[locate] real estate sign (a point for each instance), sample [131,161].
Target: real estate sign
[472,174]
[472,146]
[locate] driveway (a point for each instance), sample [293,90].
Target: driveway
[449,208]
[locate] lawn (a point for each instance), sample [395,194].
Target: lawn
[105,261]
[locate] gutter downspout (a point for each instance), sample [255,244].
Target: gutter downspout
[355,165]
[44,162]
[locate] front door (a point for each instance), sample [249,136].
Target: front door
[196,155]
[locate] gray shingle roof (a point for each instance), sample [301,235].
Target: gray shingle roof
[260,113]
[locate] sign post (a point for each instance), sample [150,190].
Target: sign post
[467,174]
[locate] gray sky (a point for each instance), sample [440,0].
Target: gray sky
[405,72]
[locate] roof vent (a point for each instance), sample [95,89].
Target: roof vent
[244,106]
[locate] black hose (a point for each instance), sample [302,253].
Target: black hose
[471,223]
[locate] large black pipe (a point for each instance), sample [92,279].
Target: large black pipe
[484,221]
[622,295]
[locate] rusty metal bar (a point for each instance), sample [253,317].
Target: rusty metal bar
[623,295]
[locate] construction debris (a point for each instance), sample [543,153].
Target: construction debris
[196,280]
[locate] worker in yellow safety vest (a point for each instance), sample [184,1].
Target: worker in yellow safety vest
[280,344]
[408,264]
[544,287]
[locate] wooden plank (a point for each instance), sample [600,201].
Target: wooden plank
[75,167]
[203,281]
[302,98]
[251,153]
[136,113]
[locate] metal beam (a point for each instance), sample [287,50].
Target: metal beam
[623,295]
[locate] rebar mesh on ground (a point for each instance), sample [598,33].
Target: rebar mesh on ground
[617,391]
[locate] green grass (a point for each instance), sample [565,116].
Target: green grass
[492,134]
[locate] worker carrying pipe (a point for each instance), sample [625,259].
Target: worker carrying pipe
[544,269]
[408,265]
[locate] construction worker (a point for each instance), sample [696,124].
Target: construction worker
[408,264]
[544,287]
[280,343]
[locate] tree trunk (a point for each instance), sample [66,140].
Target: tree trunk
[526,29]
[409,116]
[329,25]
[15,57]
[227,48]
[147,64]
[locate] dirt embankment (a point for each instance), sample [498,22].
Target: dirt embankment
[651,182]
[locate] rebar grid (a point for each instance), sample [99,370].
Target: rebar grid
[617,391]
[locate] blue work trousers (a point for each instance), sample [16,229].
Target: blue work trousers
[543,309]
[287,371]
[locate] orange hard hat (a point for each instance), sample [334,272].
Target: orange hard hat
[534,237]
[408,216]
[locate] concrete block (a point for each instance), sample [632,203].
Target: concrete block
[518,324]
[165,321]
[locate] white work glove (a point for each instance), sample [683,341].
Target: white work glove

_Exercise goal:_ Starting with the line containing "[locate] orange hard" and continuing through the end of the material, write every line out again, requests included. Multiply each answer coordinate by 1.35 and round it to a whole number, with halves rounded up, but leave the sample coordinates in the requests unchanged.

_Right answer:_
[locate] orange hard hat (a point for each instance), sample [334,272].
Target: orange hard hat
[721,320]
[551,292]
[locate] concrete block (a point for each instance), sample [632,203].
Target: concrete block
[699,437]
[223,433]
[locate] white work glove (a point for each instance), sample [683,341].
Target: white work glove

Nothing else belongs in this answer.